YOUR OBJECTIVE: Without any pictures, retype exactly the lines from the one with "Annotation task — mark the ceiling fan with" through the final line of the records.

RECORDS SUPPLIED:
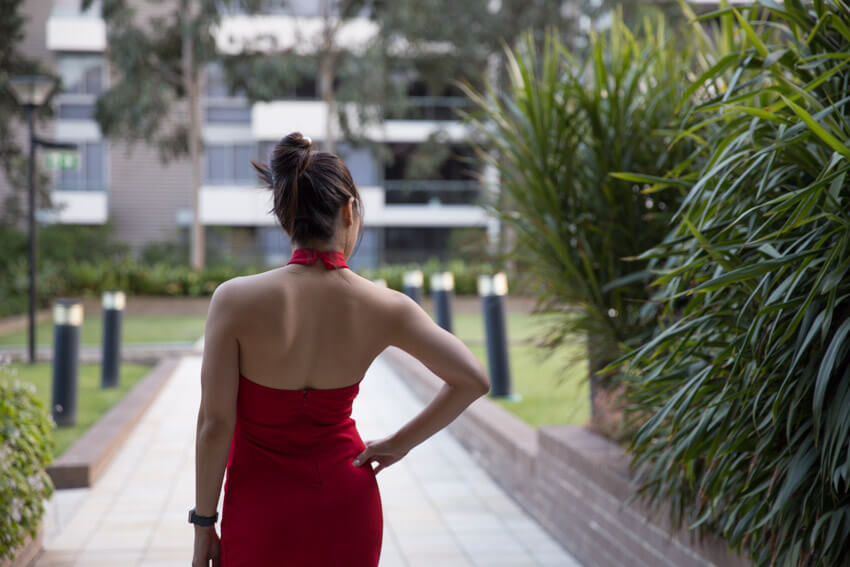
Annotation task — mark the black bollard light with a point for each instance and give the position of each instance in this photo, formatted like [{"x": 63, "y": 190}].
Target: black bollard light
[
  {"x": 442, "y": 288},
  {"x": 413, "y": 285},
  {"x": 67, "y": 319},
  {"x": 492, "y": 290},
  {"x": 113, "y": 309}
]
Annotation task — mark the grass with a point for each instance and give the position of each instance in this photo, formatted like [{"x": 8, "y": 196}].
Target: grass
[
  {"x": 92, "y": 401},
  {"x": 135, "y": 329},
  {"x": 554, "y": 389}
]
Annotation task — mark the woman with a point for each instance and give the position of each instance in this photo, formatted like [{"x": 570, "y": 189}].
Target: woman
[{"x": 284, "y": 353}]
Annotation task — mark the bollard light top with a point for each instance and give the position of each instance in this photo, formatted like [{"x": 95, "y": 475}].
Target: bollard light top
[
  {"x": 413, "y": 278},
  {"x": 442, "y": 281},
  {"x": 496, "y": 284},
  {"x": 114, "y": 299},
  {"x": 68, "y": 313},
  {"x": 500, "y": 284}
]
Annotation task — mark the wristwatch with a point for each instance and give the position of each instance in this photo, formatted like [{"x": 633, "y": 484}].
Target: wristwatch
[{"x": 202, "y": 520}]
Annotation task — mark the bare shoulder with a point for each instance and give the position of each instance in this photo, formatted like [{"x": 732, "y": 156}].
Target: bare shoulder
[
  {"x": 229, "y": 294},
  {"x": 392, "y": 305}
]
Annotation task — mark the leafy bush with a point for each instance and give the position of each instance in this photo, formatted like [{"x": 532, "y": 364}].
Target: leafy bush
[
  {"x": 26, "y": 448},
  {"x": 556, "y": 134},
  {"x": 743, "y": 394}
]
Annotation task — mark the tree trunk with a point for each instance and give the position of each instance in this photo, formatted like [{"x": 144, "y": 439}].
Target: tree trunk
[
  {"x": 606, "y": 395},
  {"x": 191, "y": 85},
  {"x": 326, "y": 76}
]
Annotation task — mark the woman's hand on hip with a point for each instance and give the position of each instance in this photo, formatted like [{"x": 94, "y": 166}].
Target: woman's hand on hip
[
  {"x": 383, "y": 451},
  {"x": 207, "y": 547}
]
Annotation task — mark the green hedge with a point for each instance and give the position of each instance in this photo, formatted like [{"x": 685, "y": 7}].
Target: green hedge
[
  {"x": 26, "y": 448},
  {"x": 743, "y": 392},
  {"x": 465, "y": 275}
]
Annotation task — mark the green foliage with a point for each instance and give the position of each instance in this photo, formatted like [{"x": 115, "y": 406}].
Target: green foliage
[
  {"x": 555, "y": 136},
  {"x": 26, "y": 448},
  {"x": 743, "y": 393}
]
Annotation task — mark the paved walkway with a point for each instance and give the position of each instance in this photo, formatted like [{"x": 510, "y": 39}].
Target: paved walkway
[{"x": 440, "y": 507}]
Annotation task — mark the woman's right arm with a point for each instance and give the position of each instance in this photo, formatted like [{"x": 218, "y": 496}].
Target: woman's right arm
[{"x": 466, "y": 380}]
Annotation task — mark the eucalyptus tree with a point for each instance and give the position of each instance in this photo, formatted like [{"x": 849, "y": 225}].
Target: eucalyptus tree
[{"x": 159, "y": 55}]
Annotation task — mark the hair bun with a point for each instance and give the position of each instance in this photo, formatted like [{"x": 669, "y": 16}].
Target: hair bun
[{"x": 297, "y": 141}]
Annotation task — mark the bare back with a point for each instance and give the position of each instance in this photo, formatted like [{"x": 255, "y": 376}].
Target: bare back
[{"x": 306, "y": 326}]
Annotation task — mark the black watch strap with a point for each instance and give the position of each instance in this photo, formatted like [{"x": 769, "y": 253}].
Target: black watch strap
[{"x": 202, "y": 520}]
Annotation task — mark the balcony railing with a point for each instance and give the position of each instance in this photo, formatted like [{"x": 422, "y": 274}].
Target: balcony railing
[
  {"x": 79, "y": 185},
  {"x": 427, "y": 108},
  {"x": 431, "y": 191}
]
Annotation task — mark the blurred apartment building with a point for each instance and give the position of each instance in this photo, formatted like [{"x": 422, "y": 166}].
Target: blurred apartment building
[{"x": 147, "y": 200}]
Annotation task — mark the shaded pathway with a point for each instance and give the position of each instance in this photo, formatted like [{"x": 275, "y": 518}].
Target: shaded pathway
[{"x": 440, "y": 506}]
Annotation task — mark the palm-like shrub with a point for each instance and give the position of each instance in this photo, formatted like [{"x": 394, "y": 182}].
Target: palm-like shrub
[
  {"x": 747, "y": 381},
  {"x": 562, "y": 126}
]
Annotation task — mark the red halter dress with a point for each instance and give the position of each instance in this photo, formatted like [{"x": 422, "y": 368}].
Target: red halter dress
[{"x": 292, "y": 495}]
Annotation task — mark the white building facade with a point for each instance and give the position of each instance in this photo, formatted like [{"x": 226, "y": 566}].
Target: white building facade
[{"x": 147, "y": 200}]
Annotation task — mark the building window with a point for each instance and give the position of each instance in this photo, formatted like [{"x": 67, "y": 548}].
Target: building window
[
  {"x": 83, "y": 80},
  {"x": 81, "y": 73},
  {"x": 228, "y": 114},
  {"x": 90, "y": 174},
  {"x": 230, "y": 164}
]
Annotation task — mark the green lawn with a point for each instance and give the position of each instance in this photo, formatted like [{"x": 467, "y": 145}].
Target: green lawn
[
  {"x": 553, "y": 390},
  {"x": 92, "y": 401},
  {"x": 135, "y": 329}
]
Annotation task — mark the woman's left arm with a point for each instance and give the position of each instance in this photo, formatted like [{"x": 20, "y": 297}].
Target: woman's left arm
[{"x": 217, "y": 412}]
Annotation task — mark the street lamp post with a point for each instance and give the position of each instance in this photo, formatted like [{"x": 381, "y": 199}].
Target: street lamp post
[{"x": 31, "y": 92}]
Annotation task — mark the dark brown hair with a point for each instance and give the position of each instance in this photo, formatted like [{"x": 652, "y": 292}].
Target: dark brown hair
[{"x": 309, "y": 189}]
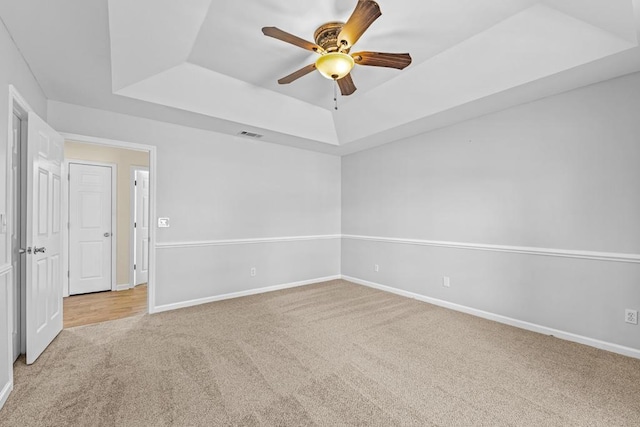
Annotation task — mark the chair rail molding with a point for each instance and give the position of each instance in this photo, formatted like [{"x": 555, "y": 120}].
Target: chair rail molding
[
  {"x": 563, "y": 253},
  {"x": 227, "y": 242}
]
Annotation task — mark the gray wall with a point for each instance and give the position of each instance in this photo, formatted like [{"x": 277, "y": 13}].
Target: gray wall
[
  {"x": 217, "y": 187},
  {"x": 559, "y": 173}
]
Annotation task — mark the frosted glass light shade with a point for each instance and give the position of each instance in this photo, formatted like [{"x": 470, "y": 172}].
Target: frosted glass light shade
[{"x": 335, "y": 65}]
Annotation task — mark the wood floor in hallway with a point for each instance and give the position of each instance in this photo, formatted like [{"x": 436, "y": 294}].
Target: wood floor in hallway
[{"x": 102, "y": 306}]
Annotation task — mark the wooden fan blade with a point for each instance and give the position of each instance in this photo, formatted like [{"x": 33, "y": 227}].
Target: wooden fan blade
[
  {"x": 363, "y": 15},
  {"x": 297, "y": 74},
  {"x": 379, "y": 59},
  {"x": 277, "y": 33},
  {"x": 346, "y": 85}
]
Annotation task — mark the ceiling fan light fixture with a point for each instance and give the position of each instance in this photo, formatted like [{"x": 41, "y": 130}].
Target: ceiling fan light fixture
[{"x": 335, "y": 65}]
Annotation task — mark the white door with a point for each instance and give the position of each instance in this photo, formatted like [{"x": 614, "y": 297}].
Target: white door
[
  {"x": 141, "y": 263},
  {"x": 90, "y": 231},
  {"x": 44, "y": 236},
  {"x": 16, "y": 239}
]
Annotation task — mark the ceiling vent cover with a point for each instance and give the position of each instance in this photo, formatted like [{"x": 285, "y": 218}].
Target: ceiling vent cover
[{"x": 250, "y": 134}]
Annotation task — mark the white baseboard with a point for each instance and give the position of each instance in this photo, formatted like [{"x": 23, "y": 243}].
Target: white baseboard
[
  {"x": 190, "y": 303},
  {"x": 603, "y": 345},
  {"x": 6, "y": 391}
]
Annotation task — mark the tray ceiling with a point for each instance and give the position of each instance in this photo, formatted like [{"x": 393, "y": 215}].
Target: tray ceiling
[{"x": 210, "y": 59}]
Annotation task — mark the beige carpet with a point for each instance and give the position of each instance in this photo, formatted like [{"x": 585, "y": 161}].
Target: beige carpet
[{"x": 328, "y": 354}]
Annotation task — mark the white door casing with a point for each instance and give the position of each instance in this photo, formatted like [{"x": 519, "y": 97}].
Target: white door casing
[
  {"x": 45, "y": 152},
  {"x": 15, "y": 233},
  {"x": 142, "y": 227},
  {"x": 90, "y": 228}
]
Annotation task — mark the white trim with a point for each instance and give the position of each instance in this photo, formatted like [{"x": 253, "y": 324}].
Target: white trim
[
  {"x": 114, "y": 219},
  {"x": 5, "y": 269},
  {"x": 123, "y": 287},
  {"x": 153, "y": 173},
  {"x": 133, "y": 169},
  {"x": 564, "y": 253},
  {"x": 603, "y": 345},
  {"x": 203, "y": 243},
  {"x": 23, "y": 110},
  {"x": 6, "y": 391},
  {"x": 191, "y": 303}
]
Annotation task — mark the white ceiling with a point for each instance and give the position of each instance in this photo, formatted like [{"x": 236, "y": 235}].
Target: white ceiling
[{"x": 206, "y": 64}]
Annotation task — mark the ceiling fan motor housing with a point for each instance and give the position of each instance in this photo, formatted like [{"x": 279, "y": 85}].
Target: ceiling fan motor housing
[{"x": 326, "y": 36}]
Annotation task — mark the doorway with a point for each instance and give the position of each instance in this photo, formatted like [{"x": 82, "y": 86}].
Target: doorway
[
  {"x": 92, "y": 212},
  {"x": 140, "y": 231},
  {"x": 107, "y": 249},
  {"x": 18, "y": 229}
]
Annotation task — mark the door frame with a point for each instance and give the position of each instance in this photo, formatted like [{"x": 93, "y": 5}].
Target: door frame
[
  {"x": 152, "y": 151},
  {"x": 16, "y": 104},
  {"x": 132, "y": 219},
  {"x": 65, "y": 219}
]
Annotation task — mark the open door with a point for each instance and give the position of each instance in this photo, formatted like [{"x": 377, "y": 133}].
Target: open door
[{"x": 44, "y": 236}]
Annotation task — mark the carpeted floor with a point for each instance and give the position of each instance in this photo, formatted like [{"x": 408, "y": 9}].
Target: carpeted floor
[{"x": 327, "y": 354}]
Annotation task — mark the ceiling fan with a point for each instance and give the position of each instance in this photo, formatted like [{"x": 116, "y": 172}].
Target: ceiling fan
[{"x": 333, "y": 41}]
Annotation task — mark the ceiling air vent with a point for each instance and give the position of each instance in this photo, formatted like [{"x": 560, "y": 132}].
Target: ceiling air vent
[{"x": 250, "y": 134}]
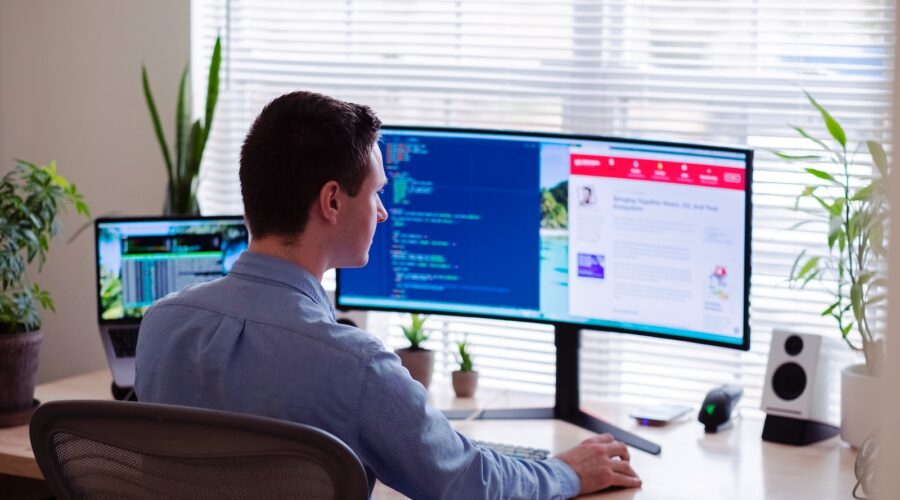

OUTPUT FOR THIS EXERCISE:
Annotation task — mark the ceiling fan with a point for each instance and give the position of each instance in this photo, formatted like [{"x": 116, "y": 172}].
Target: ceiling fan
[{"x": 333, "y": 41}]
Annotation task — mark the ceiling air vent with a point for each instance and give the position of each instance in this photo, formatted like [{"x": 560, "y": 132}].
Target: ceiling air vent
[{"x": 250, "y": 134}]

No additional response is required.